YOUR TASK: Report the number of lines in these entries that contain "dirt". Write only the number.

DATA PROVIDED Start Marker

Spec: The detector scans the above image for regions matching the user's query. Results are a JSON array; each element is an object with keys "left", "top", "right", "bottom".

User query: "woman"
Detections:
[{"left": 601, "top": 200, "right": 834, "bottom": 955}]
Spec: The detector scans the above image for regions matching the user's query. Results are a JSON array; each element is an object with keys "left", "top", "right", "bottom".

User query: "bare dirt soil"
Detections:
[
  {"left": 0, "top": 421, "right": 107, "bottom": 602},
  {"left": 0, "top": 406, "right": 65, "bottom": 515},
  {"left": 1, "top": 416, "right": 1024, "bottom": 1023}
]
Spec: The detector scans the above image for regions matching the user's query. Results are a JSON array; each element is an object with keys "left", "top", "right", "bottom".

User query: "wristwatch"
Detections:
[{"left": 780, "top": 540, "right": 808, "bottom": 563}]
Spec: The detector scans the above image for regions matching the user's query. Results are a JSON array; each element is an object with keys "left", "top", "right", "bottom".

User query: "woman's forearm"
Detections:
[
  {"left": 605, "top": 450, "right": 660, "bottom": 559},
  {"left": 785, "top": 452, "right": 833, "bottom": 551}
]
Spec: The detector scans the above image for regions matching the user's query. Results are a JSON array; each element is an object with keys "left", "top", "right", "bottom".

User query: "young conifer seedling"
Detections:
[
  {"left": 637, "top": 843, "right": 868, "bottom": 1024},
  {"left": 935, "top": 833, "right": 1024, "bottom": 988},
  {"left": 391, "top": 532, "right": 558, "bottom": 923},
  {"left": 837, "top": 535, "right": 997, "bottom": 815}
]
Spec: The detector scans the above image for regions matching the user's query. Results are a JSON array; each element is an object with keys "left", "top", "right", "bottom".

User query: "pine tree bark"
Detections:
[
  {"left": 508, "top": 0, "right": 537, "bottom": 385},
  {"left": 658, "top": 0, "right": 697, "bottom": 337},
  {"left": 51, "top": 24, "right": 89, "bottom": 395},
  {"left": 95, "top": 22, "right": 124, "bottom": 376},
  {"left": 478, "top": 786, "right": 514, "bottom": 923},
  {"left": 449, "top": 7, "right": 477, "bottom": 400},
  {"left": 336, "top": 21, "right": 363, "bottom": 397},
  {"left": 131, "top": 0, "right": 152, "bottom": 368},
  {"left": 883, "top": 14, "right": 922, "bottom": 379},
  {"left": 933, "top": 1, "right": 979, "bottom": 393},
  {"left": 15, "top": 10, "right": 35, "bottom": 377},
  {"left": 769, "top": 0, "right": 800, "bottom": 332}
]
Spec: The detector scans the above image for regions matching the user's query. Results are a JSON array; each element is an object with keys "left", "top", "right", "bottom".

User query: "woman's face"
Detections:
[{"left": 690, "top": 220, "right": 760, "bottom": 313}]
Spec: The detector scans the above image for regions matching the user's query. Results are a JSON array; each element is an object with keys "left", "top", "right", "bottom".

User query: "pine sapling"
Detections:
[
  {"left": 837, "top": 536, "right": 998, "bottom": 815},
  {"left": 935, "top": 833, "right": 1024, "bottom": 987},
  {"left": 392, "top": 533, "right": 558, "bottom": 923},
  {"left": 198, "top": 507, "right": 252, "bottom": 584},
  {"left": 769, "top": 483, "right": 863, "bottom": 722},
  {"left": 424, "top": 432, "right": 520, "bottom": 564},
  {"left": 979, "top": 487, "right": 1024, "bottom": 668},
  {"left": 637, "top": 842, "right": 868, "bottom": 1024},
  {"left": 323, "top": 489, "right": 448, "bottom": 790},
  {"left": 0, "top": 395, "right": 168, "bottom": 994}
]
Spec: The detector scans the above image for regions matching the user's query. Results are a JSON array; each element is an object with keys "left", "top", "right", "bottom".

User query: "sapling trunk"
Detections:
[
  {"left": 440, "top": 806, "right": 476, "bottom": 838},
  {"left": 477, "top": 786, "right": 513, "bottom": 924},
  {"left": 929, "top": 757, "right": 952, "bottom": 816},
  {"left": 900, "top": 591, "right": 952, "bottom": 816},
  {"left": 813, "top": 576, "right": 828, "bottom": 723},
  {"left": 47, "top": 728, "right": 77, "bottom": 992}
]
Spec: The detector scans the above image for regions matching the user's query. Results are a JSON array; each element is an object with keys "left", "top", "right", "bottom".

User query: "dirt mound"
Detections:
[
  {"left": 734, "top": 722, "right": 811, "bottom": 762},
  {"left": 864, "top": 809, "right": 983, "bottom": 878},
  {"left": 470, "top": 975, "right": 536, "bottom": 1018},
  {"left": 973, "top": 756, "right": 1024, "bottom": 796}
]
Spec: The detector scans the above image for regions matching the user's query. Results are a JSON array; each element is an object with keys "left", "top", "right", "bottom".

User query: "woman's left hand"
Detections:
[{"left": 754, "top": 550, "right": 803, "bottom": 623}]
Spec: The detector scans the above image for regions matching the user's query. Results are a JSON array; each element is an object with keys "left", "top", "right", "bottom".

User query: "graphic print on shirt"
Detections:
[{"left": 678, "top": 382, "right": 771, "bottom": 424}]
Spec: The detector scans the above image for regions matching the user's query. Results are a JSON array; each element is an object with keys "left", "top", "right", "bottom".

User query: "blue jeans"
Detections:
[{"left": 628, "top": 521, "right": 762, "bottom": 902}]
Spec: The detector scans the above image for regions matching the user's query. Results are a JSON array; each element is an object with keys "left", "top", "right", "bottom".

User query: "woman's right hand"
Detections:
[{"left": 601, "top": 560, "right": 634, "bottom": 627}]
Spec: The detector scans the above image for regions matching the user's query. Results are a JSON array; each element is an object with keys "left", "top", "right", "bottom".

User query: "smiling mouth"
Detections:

DATA PROVIDED End Marker

RESPONSE TO THIS TASK: 2